- TO BE DONE -
Rewrite all of the data, substituting "Object" for every occurrence of "Target" and keeping everything else the same.

- PROVIDED MATERIAL -
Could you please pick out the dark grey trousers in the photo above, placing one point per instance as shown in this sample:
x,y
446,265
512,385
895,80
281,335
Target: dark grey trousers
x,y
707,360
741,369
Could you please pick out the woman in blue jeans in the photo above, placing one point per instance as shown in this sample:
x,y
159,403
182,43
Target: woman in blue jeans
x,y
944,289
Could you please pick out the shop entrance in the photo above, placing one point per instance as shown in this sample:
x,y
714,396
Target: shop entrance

- SOLVED EXERCISE -
Could you please pick out the dark grey trousers in the photo above, placing one point per instance as shown in this sample:
x,y
446,265
512,385
895,80
281,335
Object: dark grey trousers
x,y
707,360
741,369
Could you please pick out the woman in blue jeans in the photo above, placing one point per instance as shown in this sample:
x,y
159,403
182,43
Object: woman in blue jeans
x,y
944,289
Could you please pick out the shop entrance in the photo above, placing one point per instance as shown in this sample:
x,y
714,396
Object: shop entrance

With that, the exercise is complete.